Task instructions.
1. In one to three sentences, explain why the Budva text says Budva has become the centerpiece of Montenegro's coastline.
2. Please answer these questions from the Budva text:
(a) How long is Montenegro's coastline?
(b) What is the local name for Budva's walled Old Town?
(c) Which lake is named as the largest in the Balkans?
3. Does the Budva text support each statement? Answer yes or no, and quote the deciding words.
(a) Tivat Airport is about a half-hour taxi ride from Budva.
(b) The Old Town is filled mainly with Ottoman-era buildings.
(c) Petrovac and Sveti Stefan can be reached by water taxi.

Given text.
Framed by pine-speckled mountains that slope down into the Adriatic Sea, much of Budva’s appeal is rooted in its spectacular setting. It boasts several of Montenegro’s finest beaches, ranging between bustling, bar-lined stretches along the main promenade, Slovenska Plaza, and more secluded, rugged beaches sandwiched between towering cliffs a little further out of town. Together with its pulsating summer nightlife scene, abundance of bars and restaurants and proximity to Tivat Airport (a half-hour taxi ride away), it’s no wonder that Budva has become the centrepiece of Montenegro’s 295km-long coastline.

Over 2500 years of history

Archaeological evidence indicates that Budva is one of the oldest settlements along the Adriatic coast, dating back over 2,500 years. As such, it has been continually shaped by a multitude of civilizations, all of whom left their mark on the town’s cultural and architectural heritage. Amid the array of modern constructions hastily put together to keep up with the town’s rapid growth in popularity in recent years, by far the most attractive part of Budva today remains its walled Old Town (Stari Grad). It occupies a small, rocky outcrop jutting into the sea, packed with beautifully preserved Venetian-era architecture – think cream-coloured stone houses with terracotta roofs, and a twisting maze of cobblestone streets leading into palm tree-lined courtyards that feel almost frozen in time.

Day trip central

As one of Europe’s smallest countries, Montenegro massively punches above its weight in terms of both natural and cultural splendour, with spectacular mountain scenery, idyllic beaches and charming towns in abundance. Although you’ll find no shortage of things to see and do in Budva itself, it also makes an ideal base for exploring other parts of the country. For instance, you could easily spend a day in Kotor and Perast, two of the most picturesque towns along the Bay of Kotor – an awe-inspiring, fjord-like inlet that carves its way from the mountains out to sea. Alternatively, you could take a water taxi down the coast to Petrovac and Sveti Stefan, head inland to Lake Skadar (the largest lake in the Balkans) or Lovcen National Park, or even tick off another country by taking a day trip to Croatia, Bosnia and Herzegovina or Albania.

Box annotations for photos.
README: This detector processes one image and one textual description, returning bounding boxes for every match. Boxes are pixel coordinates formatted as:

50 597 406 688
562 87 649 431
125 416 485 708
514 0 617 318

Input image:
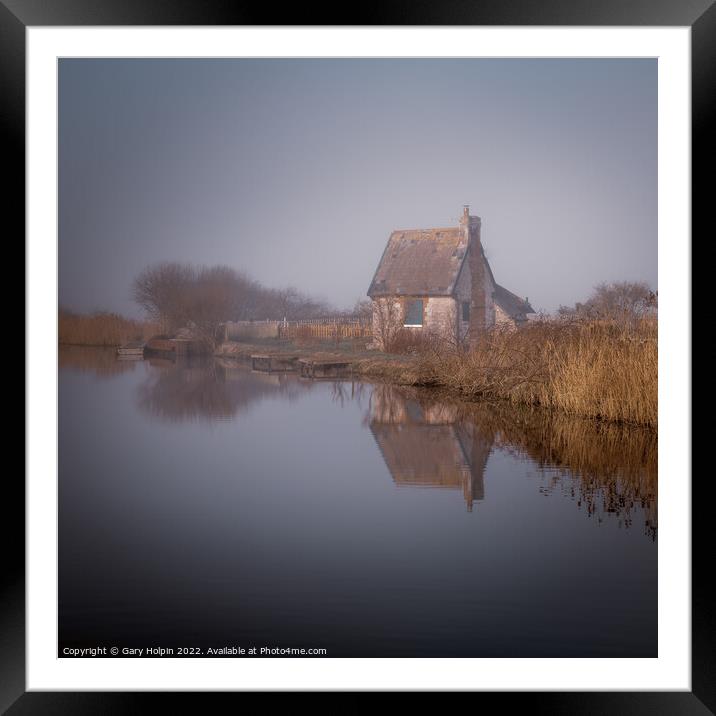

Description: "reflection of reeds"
372 386 658 538
415 320 658 428
57 311 159 346
58 345 136 378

Written answers.
1. Budva has become the centerpiece of Montenegro's 295km-long coastline because it has several of the country's finest beaches, a pulsating summer nightlife scene, and an abundance of bars and restaurants. It is also close to Tivat Airport, a half-hour taxi ride away.

2.
(a) 295km
(b) Stari Grad
(c) Lake Skadar

3.
(a) Yes: "proximity to Tivat Airport (a half-hour taxi ride away)"
(b) No: "packed with beautifully preserved Venetian-era architecture"
(c) Yes: "you could take a water taxi down the coast to Petrovac and Sveti Stefan"